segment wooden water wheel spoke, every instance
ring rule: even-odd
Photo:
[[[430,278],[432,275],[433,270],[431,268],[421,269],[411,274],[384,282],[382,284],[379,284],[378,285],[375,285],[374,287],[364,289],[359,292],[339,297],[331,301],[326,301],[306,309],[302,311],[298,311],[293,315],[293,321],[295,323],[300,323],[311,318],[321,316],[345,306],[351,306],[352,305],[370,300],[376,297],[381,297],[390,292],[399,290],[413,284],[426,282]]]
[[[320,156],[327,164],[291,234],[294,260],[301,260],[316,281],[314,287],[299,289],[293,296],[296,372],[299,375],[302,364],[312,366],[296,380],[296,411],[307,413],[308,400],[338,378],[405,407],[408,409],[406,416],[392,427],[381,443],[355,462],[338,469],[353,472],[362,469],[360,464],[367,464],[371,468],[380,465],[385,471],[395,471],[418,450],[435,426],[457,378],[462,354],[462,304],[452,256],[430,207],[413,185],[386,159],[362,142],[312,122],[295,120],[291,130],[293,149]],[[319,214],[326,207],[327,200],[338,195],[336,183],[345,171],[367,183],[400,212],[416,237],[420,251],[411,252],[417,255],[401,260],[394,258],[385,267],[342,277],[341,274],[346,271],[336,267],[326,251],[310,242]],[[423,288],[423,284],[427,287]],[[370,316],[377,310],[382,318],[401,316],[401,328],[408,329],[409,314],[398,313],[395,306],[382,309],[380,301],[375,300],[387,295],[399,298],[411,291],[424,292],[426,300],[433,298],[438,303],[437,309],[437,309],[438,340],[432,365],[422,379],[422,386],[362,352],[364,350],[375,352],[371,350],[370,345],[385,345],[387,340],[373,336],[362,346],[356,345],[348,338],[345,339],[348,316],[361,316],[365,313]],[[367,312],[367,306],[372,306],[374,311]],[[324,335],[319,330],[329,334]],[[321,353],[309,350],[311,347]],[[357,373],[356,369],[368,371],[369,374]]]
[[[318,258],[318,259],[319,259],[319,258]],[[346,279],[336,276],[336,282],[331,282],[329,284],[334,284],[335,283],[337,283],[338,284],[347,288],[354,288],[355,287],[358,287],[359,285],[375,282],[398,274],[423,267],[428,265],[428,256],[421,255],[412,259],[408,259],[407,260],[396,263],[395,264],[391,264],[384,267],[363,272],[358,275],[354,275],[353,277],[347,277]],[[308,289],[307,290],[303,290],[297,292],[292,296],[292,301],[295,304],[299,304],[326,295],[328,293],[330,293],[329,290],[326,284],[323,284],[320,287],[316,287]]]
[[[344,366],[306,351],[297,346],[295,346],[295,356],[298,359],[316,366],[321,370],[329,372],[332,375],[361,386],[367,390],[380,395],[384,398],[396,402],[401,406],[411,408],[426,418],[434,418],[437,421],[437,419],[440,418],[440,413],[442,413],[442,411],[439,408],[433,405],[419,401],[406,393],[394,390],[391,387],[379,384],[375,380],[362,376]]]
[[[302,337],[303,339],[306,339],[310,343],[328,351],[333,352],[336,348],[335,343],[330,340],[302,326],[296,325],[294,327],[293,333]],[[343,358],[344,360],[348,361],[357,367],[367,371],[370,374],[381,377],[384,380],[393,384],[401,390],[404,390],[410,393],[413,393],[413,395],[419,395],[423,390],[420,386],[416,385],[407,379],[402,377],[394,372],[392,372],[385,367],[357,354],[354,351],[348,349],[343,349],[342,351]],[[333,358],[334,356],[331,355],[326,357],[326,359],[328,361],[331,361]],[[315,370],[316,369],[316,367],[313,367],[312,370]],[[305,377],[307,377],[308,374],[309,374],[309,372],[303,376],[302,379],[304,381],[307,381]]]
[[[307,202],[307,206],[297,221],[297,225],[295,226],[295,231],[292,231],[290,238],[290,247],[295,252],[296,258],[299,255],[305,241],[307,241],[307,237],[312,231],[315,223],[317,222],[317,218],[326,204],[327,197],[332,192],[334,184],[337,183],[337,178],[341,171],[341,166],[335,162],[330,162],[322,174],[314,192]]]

DO THIS: Retype the records above exactly.

SOLVED EXERCISE:
segment wooden water wheel spoke, every instance
ring rule: even-odd
Photo:
[[[430,278],[432,275],[433,270],[431,268],[421,269],[411,274],[384,282],[382,284],[379,284],[378,285],[375,285],[374,287],[364,289],[359,292],[339,297],[331,301],[326,301],[306,309],[302,311],[298,311],[293,315],[293,321],[295,323],[300,323],[311,318],[321,316],[345,306],[351,306],[352,305],[370,300],[376,297],[381,297],[390,292],[399,290],[413,284],[426,282]]]
[[[320,156],[327,164],[291,234],[294,260],[301,260],[316,281],[314,287],[299,289],[293,296],[296,372],[299,375],[302,364],[312,366],[296,380],[296,411],[307,413],[308,400],[338,378],[405,407],[408,409],[406,416],[392,427],[381,443],[355,462],[338,469],[353,472],[362,469],[360,464],[367,464],[371,468],[380,465],[385,471],[395,471],[418,450],[435,426],[457,378],[462,354],[462,304],[452,256],[430,207],[413,185],[386,159],[362,142],[312,122],[295,120],[291,130],[293,149]],[[319,214],[326,207],[327,200],[338,195],[336,183],[345,171],[367,183],[400,212],[416,237],[420,251],[411,252],[417,255],[401,260],[394,258],[385,267],[342,277],[341,274],[346,271],[336,267],[326,251],[310,242]],[[423,288],[423,284],[427,287]],[[370,316],[377,310],[382,318],[401,316],[401,328],[408,329],[409,314],[398,313],[395,306],[382,309],[380,301],[375,300],[387,295],[399,298],[411,291],[424,292],[426,300],[433,298],[438,303],[437,309],[437,309],[438,340],[432,365],[422,379],[422,386],[362,352],[364,350],[375,352],[371,350],[370,345],[385,345],[387,340],[373,336],[362,346],[356,345],[348,338],[345,339],[348,316],[361,316],[365,313]],[[367,312],[367,306],[372,306],[374,311]],[[324,335],[319,330],[329,334]],[[321,353],[309,350],[311,347]],[[357,373],[356,369],[368,371],[369,374]]]
[[[318,258],[318,259],[319,259],[319,258]],[[346,279],[336,276],[336,282],[331,282],[329,284],[334,284],[335,283],[337,283],[338,284],[347,288],[354,288],[355,287],[358,287],[359,285],[375,282],[398,274],[423,267],[428,265],[428,256],[421,255],[412,259],[408,259],[407,260],[396,263],[395,264],[391,264],[384,267],[363,272],[358,275],[354,275],[353,277],[347,277]],[[308,289],[307,290],[303,290],[297,292],[292,296],[292,301],[295,304],[299,304],[326,295],[328,293],[330,293],[329,290],[326,284],[323,284],[320,287],[316,287]]]
[[[344,366],[306,351],[297,346],[295,346],[295,356],[298,359],[316,366],[321,370],[329,372],[332,375],[361,386],[367,390],[380,395],[384,398],[396,402],[401,406],[411,408],[426,418],[434,418],[437,421],[437,419],[440,418],[440,413],[442,413],[442,411],[439,408],[433,405],[419,401],[406,393],[394,390],[391,387],[379,384],[375,380],[362,376]]]
[[[302,337],[303,339],[306,339],[310,343],[328,351],[333,352],[336,348],[335,343],[330,340],[302,326],[296,325],[294,327],[293,333]],[[343,358],[344,360],[348,361],[357,367],[367,371],[370,374],[381,377],[384,380],[393,384],[401,390],[404,390],[410,393],[413,393],[413,395],[419,395],[423,390],[420,386],[416,385],[407,379],[402,377],[394,372],[392,372],[385,367],[357,354],[354,351],[348,349],[343,349],[342,351]],[[333,358],[334,356],[331,355],[326,357],[326,359],[328,361],[331,361]],[[315,370],[316,369],[316,367],[313,367],[312,370]],[[305,377],[307,377],[308,374],[309,374],[309,372],[303,376],[302,379],[304,381],[307,381]]]
[[[307,202],[307,206],[297,221],[297,225],[295,226],[295,231],[292,231],[290,238],[290,247],[295,252],[296,258],[299,255],[305,241],[307,241],[307,237],[312,231],[315,223],[317,222],[317,218],[326,204],[327,197],[332,192],[334,184],[337,183],[337,178],[341,171],[341,166],[335,162],[330,162],[322,174],[314,192]]]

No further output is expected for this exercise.